──────── MATERIAL ────────
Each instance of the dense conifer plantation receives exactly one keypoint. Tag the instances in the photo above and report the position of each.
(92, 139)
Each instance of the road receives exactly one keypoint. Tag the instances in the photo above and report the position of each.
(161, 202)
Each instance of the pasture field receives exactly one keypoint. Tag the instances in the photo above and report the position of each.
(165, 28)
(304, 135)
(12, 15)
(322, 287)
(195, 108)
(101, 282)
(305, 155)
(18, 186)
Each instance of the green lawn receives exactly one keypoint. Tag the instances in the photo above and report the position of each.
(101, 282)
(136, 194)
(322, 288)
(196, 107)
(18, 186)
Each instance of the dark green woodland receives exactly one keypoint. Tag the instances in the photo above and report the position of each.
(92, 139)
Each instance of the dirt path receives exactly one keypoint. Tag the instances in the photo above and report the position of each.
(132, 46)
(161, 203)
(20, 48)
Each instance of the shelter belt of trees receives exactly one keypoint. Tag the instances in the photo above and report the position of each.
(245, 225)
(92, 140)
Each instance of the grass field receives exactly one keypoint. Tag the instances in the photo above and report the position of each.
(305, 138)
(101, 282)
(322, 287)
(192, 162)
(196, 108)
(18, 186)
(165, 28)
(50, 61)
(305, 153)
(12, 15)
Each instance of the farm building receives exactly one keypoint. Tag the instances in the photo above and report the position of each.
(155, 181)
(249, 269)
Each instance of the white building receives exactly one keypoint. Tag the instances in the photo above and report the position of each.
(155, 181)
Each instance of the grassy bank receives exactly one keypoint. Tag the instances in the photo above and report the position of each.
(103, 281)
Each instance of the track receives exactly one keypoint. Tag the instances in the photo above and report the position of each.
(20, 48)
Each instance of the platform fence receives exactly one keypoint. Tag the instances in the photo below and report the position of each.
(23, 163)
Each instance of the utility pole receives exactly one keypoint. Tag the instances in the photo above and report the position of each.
────────
Reproduce the listing above, swapping every occurrence of "keypoint" for "marker" and leaving everything else unchanged.

- TASK RESPONSE -
Each instance of the dense conifer plantation receives exactly one marker. Tag the instances in the photo above and report the position of each.
(92, 139)
Each instance of the road receives exactly one marker. Tag the instances in the photo above and report the position of each.
(161, 202)
Each instance of the pasture field receives exactly one marker. Tag the instances in the photo above and report the position of each.
(165, 28)
(304, 135)
(12, 15)
(322, 287)
(195, 108)
(101, 282)
(305, 155)
(18, 186)
Each instance of the green lawn receives exactly one marker. Tag the instances in the photo above and report the position of each.
(101, 282)
(136, 194)
(322, 288)
(196, 107)
(18, 186)
Each instance of the dark green woodland receives exactly one marker. Tag the instances in the photo above and report the position of each.
(92, 139)
Each instance of the dirt path receives exactly one marker. Tag the instances in the photo above and report the position of each.
(132, 46)
(161, 203)
(20, 48)
Each instance of the shelter belt of trees receives exactly one marker. Tag the instances in the photo above and report the position of each.
(245, 225)
(92, 140)
Each instance of the grass field receives exactly one marker. Tag the instances in the photo above and report the position of each.
(305, 138)
(101, 282)
(322, 287)
(192, 162)
(196, 108)
(18, 186)
(165, 28)
(50, 61)
(305, 153)
(12, 15)
Each instance of the farm building receives exactly one marker. Tag the instances in the photo above and report the position of each.
(155, 181)
(249, 269)
Each instance of the white building receives exactly one marker. Tag the instances in the photo above and report the position of each.
(155, 181)
Each instance of the grassy bank receives exactly one marker. Tag the instances in the photo above and report the position of each.
(103, 281)
Each instance of the track receives exactly one marker. Tag the instances in the photo above and report the position of each.
(20, 48)
Each instance of the platform fence receives exactly one marker. Tag the instances in the photo below and report the position of each.
(23, 163)
Each instance of the utility pole receives exactly one marker. Tag the instances in the photo above and report the position of each.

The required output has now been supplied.